__TASK PROMPT__
Rescale the data starting at the beginning and ending at the line containing "(66, 201), (105, 241)", both lines included. Reproduce every line, multiplying each bounding-box coordinate in the answers by 2.25 and rounding to whole numbers with halves rounded up, leaving the sample coordinates inside the docstrings unchanged, and omit the pictures.

═══ DATA RECORDS

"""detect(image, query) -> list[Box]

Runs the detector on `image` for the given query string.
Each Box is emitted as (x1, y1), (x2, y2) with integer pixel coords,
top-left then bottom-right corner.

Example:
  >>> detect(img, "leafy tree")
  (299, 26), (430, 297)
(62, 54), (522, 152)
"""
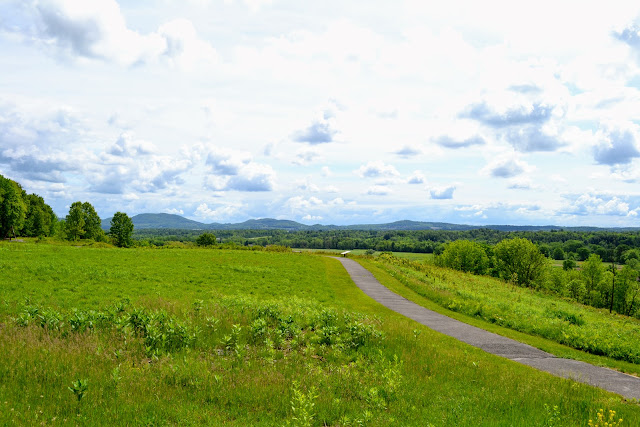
(109, 212), (133, 248)
(196, 233), (217, 246)
(553, 247), (564, 261)
(22, 194), (57, 237)
(82, 202), (104, 241)
(562, 258), (576, 271)
(436, 240), (489, 274)
(581, 254), (604, 292)
(0, 175), (27, 237)
(493, 237), (546, 286)
(576, 247), (591, 261)
(65, 202), (85, 240)
(66, 201), (105, 241)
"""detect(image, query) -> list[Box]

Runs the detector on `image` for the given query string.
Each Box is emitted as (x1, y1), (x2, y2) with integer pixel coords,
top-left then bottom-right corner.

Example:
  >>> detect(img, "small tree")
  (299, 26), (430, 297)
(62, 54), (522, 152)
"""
(196, 233), (217, 246)
(109, 212), (133, 248)
(82, 202), (104, 241)
(436, 240), (489, 274)
(65, 202), (84, 240)
(493, 238), (546, 286)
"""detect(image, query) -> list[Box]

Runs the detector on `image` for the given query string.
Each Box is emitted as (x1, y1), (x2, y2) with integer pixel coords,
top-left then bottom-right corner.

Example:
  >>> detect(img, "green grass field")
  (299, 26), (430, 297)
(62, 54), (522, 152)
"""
(0, 242), (640, 426)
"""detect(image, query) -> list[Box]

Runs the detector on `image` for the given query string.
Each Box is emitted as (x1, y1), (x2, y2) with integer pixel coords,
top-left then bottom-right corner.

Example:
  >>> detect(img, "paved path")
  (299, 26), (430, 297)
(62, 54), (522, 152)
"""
(336, 258), (640, 399)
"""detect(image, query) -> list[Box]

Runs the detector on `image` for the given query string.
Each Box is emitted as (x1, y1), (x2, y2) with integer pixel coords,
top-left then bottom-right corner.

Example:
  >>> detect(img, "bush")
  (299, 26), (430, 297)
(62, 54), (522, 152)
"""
(196, 233), (217, 246)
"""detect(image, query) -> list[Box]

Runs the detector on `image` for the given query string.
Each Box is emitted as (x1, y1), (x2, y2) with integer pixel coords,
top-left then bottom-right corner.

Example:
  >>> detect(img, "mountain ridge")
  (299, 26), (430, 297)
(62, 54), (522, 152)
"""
(102, 213), (640, 231)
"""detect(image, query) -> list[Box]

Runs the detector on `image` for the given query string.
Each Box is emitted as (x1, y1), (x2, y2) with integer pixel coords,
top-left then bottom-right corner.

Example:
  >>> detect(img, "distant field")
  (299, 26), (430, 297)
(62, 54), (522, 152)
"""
(293, 249), (433, 261)
(0, 242), (640, 426)
(361, 257), (640, 375)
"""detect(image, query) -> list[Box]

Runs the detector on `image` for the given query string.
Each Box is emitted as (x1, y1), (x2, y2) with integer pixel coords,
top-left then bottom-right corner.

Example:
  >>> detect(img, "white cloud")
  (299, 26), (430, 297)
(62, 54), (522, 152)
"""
(562, 193), (640, 217)
(481, 154), (534, 178)
(354, 160), (400, 178)
(193, 203), (245, 221)
(205, 147), (276, 192)
(14, 0), (217, 69)
(366, 185), (391, 196)
(429, 185), (456, 200)
(407, 171), (427, 184)
(164, 208), (184, 215)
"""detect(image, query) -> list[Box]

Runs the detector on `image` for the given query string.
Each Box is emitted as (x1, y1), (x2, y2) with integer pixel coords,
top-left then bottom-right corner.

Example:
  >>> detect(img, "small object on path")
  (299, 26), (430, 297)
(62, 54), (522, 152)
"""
(333, 257), (640, 399)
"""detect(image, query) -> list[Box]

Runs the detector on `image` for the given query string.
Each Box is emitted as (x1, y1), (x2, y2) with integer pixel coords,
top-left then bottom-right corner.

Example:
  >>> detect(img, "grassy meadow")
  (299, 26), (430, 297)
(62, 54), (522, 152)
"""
(0, 242), (640, 426)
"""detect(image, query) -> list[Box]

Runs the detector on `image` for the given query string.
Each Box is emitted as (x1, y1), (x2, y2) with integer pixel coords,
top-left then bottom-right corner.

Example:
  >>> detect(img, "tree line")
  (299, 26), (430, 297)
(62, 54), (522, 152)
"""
(435, 237), (640, 317)
(0, 175), (134, 247)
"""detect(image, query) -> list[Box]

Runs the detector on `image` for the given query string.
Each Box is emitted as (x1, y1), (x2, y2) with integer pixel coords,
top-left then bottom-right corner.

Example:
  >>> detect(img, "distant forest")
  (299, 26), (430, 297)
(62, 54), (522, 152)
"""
(133, 228), (640, 262)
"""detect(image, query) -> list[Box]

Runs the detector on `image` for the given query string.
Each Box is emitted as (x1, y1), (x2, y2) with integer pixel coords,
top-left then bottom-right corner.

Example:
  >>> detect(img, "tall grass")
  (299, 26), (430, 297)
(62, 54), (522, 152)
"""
(0, 244), (640, 426)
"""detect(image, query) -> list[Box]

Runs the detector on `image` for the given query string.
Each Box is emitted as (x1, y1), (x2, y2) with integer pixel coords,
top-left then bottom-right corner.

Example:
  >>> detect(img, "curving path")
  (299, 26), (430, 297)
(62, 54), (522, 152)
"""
(334, 257), (640, 399)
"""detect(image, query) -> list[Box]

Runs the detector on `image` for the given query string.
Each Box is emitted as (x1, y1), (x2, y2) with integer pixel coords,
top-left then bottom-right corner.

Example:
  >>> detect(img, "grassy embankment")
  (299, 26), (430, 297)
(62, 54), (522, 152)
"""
(359, 258), (640, 375)
(0, 243), (640, 426)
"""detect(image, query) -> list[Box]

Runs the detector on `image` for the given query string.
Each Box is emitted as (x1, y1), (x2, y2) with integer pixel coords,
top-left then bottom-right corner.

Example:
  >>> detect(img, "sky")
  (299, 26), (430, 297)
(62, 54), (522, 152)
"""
(0, 0), (640, 227)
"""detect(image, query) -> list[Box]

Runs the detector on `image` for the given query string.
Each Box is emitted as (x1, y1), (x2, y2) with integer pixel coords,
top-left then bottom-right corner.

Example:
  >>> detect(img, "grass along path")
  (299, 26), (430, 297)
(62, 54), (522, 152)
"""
(357, 254), (640, 376)
(337, 258), (640, 399)
(0, 243), (640, 426)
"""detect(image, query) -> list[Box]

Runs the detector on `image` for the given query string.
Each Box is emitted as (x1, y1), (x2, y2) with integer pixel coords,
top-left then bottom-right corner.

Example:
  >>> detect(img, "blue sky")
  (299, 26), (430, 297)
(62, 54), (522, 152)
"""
(0, 0), (640, 226)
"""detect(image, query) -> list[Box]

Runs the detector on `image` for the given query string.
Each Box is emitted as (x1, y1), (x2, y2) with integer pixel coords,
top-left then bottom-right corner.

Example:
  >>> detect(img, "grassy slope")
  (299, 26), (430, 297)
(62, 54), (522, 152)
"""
(358, 259), (640, 376)
(0, 244), (640, 426)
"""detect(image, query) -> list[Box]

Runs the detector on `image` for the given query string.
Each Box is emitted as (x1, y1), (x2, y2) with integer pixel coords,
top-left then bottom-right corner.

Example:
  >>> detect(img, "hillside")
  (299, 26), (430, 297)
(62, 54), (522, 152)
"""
(102, 213), (640, 231)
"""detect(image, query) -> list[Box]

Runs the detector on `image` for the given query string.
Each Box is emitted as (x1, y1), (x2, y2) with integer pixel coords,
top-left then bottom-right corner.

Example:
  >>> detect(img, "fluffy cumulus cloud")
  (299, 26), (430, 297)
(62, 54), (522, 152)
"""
(0, 0), (640, 226)
(193, 203), (245, 221)
(205, 150), (276, 192)
(407, 171), (427, 184)
(460, 102), (553, 128)
(354, 160), (400, 178)
(481, 154), (533, 178)
(506, 126), (565, 153)
(562, 193), (640, 218)
(108, 132), (157, 157)
(394, 145), (422, 159)
(435, 135), (486, 149)
(429, 185), (456, 200)
(10, 0), (216, 68)
(291, 117), (338, 145)
(593, 128), (640, 166)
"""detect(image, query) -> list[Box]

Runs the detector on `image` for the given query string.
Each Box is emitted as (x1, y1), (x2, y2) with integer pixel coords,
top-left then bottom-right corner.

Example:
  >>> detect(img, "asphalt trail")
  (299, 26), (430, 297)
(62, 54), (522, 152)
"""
(336, 257), (640, 399)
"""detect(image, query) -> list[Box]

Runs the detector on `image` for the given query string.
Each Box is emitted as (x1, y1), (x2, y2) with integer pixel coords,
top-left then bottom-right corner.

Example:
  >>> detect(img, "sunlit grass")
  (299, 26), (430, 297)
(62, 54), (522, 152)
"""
(0, 244), (640, 426)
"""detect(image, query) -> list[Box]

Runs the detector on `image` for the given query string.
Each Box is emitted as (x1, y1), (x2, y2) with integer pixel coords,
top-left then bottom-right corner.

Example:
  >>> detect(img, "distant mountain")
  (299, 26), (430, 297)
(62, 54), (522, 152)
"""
(339, 220), (481, 231)
(102, 213), (640, 231)
(102, 213), (209, 230)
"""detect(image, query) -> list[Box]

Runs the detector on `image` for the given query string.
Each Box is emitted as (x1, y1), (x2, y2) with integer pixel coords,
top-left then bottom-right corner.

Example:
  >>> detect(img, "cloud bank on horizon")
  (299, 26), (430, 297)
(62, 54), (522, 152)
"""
(0, 0), (640, 226)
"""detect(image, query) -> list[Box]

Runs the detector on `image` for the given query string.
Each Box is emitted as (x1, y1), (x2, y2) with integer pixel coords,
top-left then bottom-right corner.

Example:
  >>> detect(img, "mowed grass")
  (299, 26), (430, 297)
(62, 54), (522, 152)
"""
(0, 243), (640, 426)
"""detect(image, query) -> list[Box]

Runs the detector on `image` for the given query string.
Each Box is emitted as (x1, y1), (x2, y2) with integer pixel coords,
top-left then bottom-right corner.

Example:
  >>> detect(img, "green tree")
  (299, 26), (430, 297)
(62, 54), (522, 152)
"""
(109, 212), (133, 248)
(82, 202), (104, 241)
(493, 237), (546, 286)
(553, 246), (564, 261)
(196, 233), (217, 246)
(65, 202), (84, 240)
(0, 175), (27, 238)
(436, 240), (489, 274)
(22, 194), (57, 237)
(580, 254), (605, 292)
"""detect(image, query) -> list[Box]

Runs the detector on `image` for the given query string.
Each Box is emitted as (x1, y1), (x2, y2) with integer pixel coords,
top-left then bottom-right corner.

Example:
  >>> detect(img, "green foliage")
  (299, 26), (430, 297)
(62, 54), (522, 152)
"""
(67, 379), (89, 402)
(436, 240), (489, 274)
(109, 212), (133, 248)
(0, 242), (640, 426)
(196, 233), (217, 246)
(65, 202), (85, 241)
(287, 383), (318, 427)
(493, 238), (546, 286)
(370, 256), (640, 364)
(589, 409), (624, 427)
(0, 175), (27, 238)
(65, 202), (106, 242)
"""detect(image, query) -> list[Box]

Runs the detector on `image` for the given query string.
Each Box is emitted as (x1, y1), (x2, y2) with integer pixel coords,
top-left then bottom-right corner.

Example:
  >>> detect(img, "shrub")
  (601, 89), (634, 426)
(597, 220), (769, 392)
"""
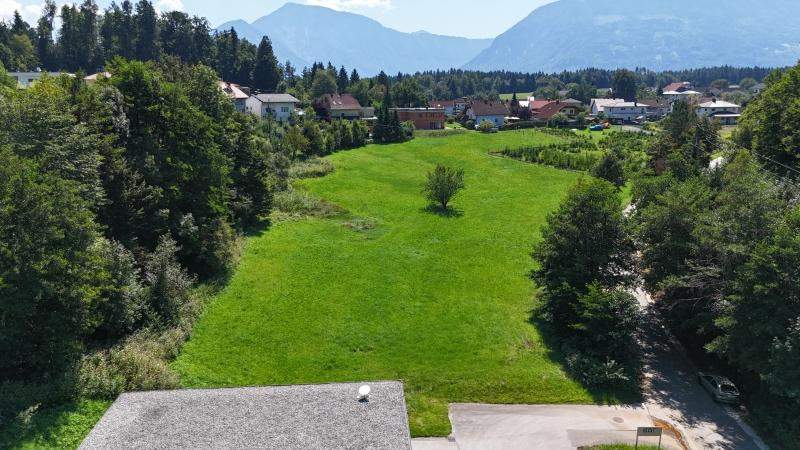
(566, 351), (631, 388)
(78, 328), (188, 399)
(592, 152), (625, 188)
(478, 121), (494, 133)
(275, 188), (344, 219)
(423, 164), (464, 209)
(144, 235), (198, 327)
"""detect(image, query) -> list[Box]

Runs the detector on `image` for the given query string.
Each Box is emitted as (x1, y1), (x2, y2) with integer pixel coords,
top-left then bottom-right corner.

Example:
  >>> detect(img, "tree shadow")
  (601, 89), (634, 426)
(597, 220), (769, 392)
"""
(421, 204), (464, 219)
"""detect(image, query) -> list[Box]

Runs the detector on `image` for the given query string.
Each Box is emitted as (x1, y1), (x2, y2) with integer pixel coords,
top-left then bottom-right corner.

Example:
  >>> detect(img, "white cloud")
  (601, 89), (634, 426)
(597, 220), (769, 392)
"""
(306, 0), (392, 11)
(155, 0), (183, 12)
(0, 0), (42, 25)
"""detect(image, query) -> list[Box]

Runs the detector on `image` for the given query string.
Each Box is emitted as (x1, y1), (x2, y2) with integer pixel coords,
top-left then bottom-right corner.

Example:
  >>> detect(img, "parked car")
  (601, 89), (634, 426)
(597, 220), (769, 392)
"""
(697, 372), (739, 404)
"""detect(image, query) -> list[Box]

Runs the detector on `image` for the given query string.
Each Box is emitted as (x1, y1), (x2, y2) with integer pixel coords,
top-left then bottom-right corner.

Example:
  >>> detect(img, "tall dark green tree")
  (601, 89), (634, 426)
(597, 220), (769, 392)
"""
(134, 0), (159, 61)
(612, 69), (636, 102)
(336, 66), (350, 92)
(36, 0), (58, 70)
(253, 36), (281, 92)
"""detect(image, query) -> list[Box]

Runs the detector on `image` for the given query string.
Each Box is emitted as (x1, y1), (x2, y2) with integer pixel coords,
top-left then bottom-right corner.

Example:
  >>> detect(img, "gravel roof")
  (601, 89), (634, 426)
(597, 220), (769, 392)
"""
(80, 381), (411, 449)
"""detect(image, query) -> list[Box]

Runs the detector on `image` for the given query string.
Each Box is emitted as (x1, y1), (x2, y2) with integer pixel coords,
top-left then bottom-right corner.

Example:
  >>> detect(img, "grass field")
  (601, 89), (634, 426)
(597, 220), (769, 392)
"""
(0, 401), (111, 450)
(173, 130), (599, 436)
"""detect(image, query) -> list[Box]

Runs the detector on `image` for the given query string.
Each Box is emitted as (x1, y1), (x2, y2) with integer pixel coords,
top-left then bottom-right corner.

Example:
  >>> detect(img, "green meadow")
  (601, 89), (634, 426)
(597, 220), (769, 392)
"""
(173, 130), (596, 436)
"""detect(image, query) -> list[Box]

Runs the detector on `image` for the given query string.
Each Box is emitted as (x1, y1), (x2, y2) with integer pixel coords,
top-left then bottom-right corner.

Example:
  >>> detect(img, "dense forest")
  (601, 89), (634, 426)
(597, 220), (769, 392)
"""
(633, 66), (800, 448)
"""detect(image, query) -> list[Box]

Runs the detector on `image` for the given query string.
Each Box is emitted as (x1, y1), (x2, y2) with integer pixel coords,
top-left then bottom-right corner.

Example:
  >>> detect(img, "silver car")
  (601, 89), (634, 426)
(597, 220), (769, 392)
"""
(697, 372), (739, 404)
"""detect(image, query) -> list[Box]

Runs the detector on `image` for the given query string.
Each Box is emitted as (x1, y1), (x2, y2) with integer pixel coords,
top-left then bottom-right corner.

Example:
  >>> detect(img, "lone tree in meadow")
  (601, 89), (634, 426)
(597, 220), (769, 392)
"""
(423, 164), (464, 209)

══════

__EXERCISE RESPONSE__
"""detect(image, query) -> list[Box]

Runs the detector on `image` for the given query string.
Each Box is emitted as (x1, y1), (x2, y2) with integer pixel coords,
top-left then bottom-right corner.

Example:
  >>> detect(img, "leafy tree")
  (299, 26), (430, 297)
(62, 54), (522, 152)
"""
(245, 477), (299, 558)
(441, 524), (488, 554)
(1244, 556), (1269, 587)
(50, 437), (128, 533)
(185, 455), (234, 542)
(1265, 581), (1296, 610)
(981, 540), (1100, 617)
(1307, 572), (1359, 657)
(0, 394), (61, 533)
(1109, 533), (1229, 644)
(1296, 556), (1330, 587)
(146, 455), (191, 540)
(149, 452), (236, 542)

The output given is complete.